**Text**:
------------------------------------------------
As if moving isn’t already hard enough, adding your children into the mix can present a whole new challenge. Kids are resilient, but major changes like big moves with kids can be difficult to work through if children aren’t prepared. Depending on their age, your children may be leaving behind a school, friends, and activities that they’ve grown to love. Instead of throwing them in the deep end, consider helping them get their moving feet wet with these steps.
Preparing for the Move
1. Talk to your children about your move as soon as it becomes a possibility.
Once you’ve decided to move, the first thing you should do is have an open discussion with your children. If you wait until it is time to pack, they may feel like they’ve had a bombshell dropped on them. If you give them a chance to voice their feelings and work through them, you’ll deal with a little less chaos when it is time to move. Consider the best way to tell your children, taking into account how each child best receives information. Be open, honest, and available to answer their questions.
2. Find ways to involve your children in your new neighborhood.
Instead of leaving the kids at home while you are closing on a property or even just touring potential homes, bring them along. Find activities in the area that your children will enjoy, whether it be a park nearby or local libraries, pools, or playgrounds. Helping them feel familiar with their new home will take a weight off of their shoulders and reduce the fear of being the ‘new kid’ when they move. Once you are moved in, consider hosting a game night or play date for your neighbors with children so that your kids have an opportunity to make friends quickly.
3. Reach out and get local recommendations ahead of time.
This will help both you and your children have a little more peace of mind when it comes to making a big move. Before the move, find local parent groups (sites like Facebook are full of these) and seek out recommendations for daycares and schools that meet the criteria you are looking for. The first thing most people do when trying something new out is to check for reviews, and these groups will allow you to do just that. Create a short list of places you think will fit your lifestyle, and then conduct as much research as you need to make a decision when you arrive in your new home. This will reduce the time your children will spend in limbo when you move.
10 Tips to Smoothly Move with Kids
1. Make a positive goodbye to the old home and/or community
- A few weeks before you move, host get togethers for close friends and family to say good-bye.
- As a family, make a point of visiting favorite restaurants and other special places one final time.
- When the house or apartment is empty, take a room-by-room “field trip” with your children.
- Compare how the house feels empty to how it felt with all your belongings there. What really makes a home is your family and your personal things.
------------------------------------------------
Dataset entries
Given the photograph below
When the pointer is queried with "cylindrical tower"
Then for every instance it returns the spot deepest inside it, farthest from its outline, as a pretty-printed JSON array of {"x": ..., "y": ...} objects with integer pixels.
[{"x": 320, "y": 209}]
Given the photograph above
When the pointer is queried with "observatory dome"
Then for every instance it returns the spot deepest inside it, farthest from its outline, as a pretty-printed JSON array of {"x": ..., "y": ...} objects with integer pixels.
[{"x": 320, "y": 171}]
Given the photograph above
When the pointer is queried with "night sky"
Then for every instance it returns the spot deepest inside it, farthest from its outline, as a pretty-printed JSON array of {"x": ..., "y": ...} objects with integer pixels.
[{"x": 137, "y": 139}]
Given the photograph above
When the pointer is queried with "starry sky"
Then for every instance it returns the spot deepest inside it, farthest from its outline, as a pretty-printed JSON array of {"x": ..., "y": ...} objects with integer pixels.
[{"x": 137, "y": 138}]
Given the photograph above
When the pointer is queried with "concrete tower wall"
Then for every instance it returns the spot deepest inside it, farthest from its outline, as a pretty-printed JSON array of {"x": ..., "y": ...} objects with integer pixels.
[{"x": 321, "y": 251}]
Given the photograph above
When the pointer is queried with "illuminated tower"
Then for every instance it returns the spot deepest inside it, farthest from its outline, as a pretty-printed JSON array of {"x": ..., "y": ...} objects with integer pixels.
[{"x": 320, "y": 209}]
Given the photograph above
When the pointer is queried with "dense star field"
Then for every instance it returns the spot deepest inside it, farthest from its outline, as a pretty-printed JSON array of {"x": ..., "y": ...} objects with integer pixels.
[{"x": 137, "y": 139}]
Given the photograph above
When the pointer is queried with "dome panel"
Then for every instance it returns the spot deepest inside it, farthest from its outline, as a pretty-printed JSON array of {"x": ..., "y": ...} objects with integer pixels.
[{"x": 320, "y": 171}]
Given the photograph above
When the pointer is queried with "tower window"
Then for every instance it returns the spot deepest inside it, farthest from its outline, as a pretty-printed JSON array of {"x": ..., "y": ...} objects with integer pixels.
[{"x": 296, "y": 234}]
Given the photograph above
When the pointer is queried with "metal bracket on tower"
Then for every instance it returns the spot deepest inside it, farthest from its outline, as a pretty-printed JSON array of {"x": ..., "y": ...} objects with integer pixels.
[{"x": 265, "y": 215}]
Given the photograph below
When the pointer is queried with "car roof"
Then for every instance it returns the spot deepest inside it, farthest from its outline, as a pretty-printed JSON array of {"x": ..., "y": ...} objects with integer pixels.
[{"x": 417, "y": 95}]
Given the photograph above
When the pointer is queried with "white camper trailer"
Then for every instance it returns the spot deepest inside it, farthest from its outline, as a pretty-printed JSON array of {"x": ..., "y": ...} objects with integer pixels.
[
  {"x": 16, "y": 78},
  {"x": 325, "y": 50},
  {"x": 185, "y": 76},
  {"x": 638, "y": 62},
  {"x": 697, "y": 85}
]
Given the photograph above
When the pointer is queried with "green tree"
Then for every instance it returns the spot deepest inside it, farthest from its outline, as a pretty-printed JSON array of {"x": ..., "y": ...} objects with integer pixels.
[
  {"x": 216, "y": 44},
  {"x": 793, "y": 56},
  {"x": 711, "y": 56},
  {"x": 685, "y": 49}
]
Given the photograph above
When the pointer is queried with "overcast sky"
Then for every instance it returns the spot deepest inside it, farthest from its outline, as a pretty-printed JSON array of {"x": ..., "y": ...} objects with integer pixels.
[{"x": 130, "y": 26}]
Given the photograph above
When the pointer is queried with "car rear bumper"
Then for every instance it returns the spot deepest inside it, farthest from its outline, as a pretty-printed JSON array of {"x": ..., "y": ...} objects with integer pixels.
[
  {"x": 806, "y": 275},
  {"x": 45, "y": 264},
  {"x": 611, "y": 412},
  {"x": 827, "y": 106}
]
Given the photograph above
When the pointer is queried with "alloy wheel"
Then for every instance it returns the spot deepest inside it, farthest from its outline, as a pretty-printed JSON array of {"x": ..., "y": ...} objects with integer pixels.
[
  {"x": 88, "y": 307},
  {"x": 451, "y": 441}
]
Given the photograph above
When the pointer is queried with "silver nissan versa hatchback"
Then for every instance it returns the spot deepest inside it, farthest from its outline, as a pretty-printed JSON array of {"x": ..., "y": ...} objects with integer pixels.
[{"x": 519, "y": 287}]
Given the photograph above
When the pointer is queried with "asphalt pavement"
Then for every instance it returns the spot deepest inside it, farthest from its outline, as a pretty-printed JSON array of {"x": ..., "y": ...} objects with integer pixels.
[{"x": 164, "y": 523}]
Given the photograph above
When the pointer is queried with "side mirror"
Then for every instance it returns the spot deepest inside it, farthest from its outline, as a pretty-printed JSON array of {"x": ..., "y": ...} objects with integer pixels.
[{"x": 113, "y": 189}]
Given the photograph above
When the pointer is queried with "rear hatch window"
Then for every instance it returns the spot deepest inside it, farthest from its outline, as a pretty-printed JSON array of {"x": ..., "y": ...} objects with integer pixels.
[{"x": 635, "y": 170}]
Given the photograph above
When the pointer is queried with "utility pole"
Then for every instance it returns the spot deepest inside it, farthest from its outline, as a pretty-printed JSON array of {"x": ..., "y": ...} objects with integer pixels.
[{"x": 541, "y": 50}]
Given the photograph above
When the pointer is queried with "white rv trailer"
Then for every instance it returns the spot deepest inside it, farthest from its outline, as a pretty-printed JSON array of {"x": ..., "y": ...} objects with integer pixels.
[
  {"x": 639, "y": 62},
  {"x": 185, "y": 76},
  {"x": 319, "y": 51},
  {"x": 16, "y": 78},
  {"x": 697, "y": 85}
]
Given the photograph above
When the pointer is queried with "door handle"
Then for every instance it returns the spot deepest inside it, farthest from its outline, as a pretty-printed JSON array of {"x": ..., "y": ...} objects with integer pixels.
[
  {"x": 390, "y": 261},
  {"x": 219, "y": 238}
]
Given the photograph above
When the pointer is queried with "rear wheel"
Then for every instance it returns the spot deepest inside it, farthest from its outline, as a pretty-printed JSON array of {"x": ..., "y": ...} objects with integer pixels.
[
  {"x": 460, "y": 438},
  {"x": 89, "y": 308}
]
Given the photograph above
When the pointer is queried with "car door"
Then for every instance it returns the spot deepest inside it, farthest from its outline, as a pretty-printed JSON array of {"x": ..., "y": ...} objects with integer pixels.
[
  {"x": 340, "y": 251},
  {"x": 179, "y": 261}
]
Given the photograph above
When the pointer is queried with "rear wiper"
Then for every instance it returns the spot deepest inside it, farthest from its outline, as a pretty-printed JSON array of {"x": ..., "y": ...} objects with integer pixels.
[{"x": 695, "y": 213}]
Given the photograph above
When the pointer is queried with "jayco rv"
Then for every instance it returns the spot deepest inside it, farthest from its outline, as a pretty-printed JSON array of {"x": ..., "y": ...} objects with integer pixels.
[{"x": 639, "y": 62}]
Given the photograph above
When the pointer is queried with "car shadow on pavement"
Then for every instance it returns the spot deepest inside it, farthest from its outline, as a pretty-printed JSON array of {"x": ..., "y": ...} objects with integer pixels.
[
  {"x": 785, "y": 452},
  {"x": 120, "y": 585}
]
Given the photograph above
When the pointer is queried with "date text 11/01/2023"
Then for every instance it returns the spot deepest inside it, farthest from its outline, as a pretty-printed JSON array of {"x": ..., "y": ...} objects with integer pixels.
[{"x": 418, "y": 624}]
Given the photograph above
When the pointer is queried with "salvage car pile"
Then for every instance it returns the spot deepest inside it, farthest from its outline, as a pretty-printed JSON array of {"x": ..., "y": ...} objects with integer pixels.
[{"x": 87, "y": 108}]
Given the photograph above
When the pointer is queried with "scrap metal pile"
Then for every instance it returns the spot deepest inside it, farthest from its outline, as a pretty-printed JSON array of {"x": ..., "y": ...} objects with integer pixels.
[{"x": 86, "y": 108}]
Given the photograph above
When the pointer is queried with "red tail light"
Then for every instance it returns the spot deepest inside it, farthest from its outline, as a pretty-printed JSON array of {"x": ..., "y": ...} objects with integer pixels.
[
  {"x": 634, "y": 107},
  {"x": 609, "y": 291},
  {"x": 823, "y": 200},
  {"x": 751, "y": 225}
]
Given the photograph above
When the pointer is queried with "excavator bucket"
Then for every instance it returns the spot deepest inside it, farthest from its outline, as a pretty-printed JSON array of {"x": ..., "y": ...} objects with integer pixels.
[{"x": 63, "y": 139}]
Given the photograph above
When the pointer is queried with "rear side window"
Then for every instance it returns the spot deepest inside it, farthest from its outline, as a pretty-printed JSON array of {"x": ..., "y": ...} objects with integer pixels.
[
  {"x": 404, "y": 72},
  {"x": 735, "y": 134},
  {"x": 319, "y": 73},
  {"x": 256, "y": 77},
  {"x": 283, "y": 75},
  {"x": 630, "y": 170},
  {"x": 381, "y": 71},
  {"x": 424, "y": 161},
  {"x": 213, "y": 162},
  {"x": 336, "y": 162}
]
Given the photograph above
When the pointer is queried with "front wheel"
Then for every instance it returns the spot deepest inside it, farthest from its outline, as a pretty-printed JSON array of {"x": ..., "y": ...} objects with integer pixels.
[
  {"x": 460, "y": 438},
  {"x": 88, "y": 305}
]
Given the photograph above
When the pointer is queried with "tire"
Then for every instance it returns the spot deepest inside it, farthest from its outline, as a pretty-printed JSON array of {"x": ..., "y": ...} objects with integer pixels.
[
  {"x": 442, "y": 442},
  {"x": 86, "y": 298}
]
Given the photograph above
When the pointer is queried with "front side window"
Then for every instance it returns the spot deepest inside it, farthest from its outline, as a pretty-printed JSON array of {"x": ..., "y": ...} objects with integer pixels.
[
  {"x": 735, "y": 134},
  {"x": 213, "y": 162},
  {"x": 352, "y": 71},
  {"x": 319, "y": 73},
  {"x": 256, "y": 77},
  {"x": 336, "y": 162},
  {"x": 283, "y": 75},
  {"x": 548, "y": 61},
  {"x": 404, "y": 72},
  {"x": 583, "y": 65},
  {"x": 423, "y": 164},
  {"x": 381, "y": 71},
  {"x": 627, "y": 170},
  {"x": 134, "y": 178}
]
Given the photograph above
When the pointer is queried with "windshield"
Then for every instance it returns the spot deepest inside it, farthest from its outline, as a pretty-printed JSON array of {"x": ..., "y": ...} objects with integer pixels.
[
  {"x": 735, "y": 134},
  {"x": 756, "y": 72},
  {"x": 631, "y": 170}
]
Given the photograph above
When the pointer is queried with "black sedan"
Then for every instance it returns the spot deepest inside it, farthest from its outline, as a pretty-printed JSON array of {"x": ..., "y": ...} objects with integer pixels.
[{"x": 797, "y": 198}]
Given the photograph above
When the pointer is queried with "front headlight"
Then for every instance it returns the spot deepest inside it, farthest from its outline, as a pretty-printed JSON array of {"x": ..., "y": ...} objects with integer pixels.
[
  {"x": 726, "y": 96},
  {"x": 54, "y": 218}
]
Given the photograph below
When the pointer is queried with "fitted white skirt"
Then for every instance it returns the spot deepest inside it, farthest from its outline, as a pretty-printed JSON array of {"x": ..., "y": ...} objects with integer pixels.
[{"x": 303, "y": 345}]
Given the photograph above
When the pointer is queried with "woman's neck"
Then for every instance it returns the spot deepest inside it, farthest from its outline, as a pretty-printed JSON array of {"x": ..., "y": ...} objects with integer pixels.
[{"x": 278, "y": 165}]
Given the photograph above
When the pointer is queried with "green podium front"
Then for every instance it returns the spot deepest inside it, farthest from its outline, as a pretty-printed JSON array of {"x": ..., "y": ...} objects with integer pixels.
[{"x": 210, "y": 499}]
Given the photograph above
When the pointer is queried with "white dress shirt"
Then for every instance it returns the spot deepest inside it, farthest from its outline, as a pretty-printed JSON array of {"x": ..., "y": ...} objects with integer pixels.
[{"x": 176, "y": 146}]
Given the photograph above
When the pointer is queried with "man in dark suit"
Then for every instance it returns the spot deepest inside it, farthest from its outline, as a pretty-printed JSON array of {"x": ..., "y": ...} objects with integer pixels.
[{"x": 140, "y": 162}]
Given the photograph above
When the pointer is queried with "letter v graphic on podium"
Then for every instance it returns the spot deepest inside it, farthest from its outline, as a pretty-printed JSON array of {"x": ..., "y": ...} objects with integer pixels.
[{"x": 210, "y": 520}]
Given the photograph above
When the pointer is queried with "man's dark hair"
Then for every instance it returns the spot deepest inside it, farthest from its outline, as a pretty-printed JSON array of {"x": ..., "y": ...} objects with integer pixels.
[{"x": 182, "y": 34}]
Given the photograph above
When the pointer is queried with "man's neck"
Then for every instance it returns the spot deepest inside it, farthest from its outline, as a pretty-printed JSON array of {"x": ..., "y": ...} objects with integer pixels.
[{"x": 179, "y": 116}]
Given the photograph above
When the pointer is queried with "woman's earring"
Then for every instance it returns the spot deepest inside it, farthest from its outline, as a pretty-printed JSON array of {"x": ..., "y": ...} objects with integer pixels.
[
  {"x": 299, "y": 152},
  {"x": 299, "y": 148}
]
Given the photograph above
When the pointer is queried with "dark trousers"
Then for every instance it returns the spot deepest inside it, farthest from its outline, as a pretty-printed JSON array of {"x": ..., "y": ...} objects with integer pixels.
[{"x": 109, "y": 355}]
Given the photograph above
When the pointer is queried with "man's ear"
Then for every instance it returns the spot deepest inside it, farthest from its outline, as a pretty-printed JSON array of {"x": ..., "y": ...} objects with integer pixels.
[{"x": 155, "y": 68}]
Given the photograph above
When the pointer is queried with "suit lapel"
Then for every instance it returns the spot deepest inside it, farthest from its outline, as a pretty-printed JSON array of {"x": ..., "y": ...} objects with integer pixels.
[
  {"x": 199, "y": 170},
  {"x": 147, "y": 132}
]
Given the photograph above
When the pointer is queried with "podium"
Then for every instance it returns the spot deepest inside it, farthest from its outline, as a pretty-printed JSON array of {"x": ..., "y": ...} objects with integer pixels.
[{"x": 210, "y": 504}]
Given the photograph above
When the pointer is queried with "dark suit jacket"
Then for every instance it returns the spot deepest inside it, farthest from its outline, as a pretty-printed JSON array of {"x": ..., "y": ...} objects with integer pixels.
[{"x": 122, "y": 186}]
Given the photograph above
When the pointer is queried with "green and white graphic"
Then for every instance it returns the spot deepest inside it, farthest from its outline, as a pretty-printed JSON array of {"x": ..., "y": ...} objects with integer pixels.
------------------------------------------------
**Tasks for this exercise**:
1. Answer these questions about the text on moving with kids:
(a) If parents wait until it is time to pack to tell their children about a move, how may the children feel?
(b) Which site does the text name as being full of local parent groups?
(c) How long before the move does the text suggest hosting get togethers for close friends and family?
2. Return the stretch of the text on moving with kids from "As if moving" through "becomes a possibility.", copied word for word.

**The results**:
1.
(a) They may feel like they've had a bombshell dropped on them.
(b) Facebook.
(c) A few weeks before you move.

2.
As if moving isn’t already hard enough, adding your children into the mix can present a whole new challenge. Kids are resilient, but major changes like big moves with kids can be difficult to work through if children aren’t prepared. Depending on their age, your children may be leaving behind a school, friends, and activities that they’ve grown to love. Instead of throwing them in the deep end, consider helping them get their moving feet wet with these steps.
Preparing for the Move
1. Talk to your children about your move as soon as it becomes a possibility.